** Work to be completed **
Please give back only the material starting with the line that contains "Objective — for every instance of the bronze" and going on through the line that contains "Target: statue's head", changing "bronze female statue" to "marble female statue" and leaving everything else the same.

[Records for processing start]

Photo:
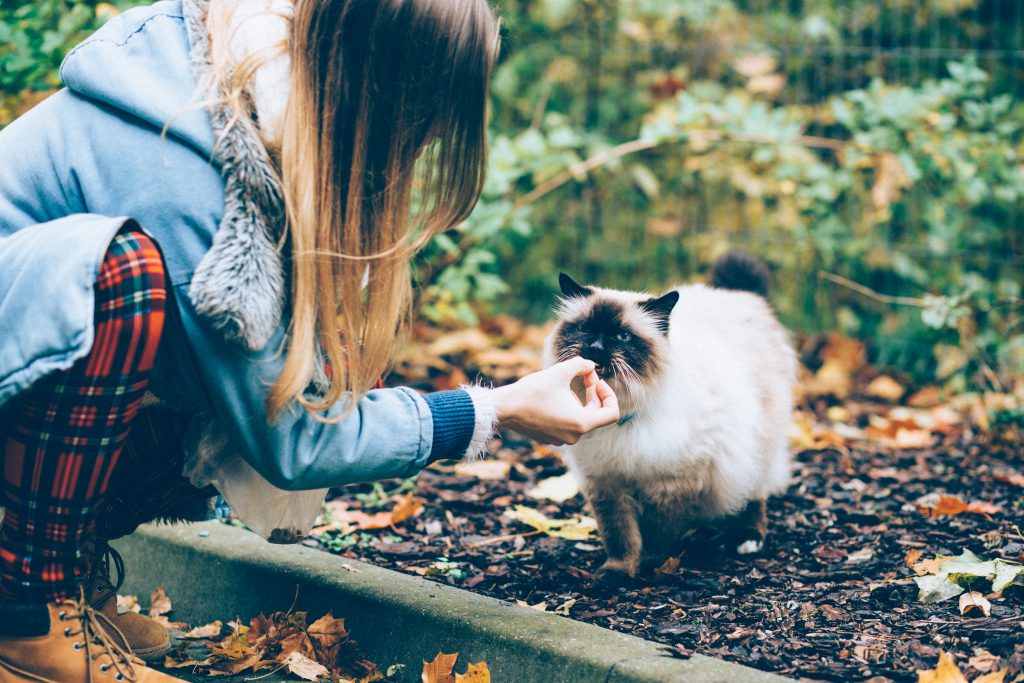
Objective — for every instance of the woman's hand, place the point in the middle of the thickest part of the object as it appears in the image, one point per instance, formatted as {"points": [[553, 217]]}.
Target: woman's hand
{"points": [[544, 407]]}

[Records for processing end]
[Records for processing start]

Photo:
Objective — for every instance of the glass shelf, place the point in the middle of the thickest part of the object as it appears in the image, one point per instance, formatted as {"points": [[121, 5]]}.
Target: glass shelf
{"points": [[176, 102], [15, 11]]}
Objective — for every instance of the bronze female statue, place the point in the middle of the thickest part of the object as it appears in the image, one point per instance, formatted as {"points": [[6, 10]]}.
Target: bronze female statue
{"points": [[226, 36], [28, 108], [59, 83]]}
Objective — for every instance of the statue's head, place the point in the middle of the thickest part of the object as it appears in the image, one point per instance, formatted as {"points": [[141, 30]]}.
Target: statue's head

[Records for processing end]
[Records for processing start]

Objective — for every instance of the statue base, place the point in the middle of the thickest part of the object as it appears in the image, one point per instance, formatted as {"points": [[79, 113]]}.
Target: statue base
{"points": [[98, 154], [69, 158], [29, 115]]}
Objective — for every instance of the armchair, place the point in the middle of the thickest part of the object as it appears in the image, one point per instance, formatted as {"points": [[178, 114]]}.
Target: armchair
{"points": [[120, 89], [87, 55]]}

[Records for processing end]

** Expected output **
Objective — for every instance of the marble female statue, place the point in the middle of the thickest part of the object as it appears in the image, one point per instance, formatted as {"points": [[6, 10]]}.
Target: marble female statue
{"points": [[226, 36], [28, 108], [59, 83]]}
Objective — for every instance of the statue's head, place the point in the middle of the thickest part of the object as it appears in the image, one point per instance, formatted as {"points": [[141, 30]]}.
Target: statue's head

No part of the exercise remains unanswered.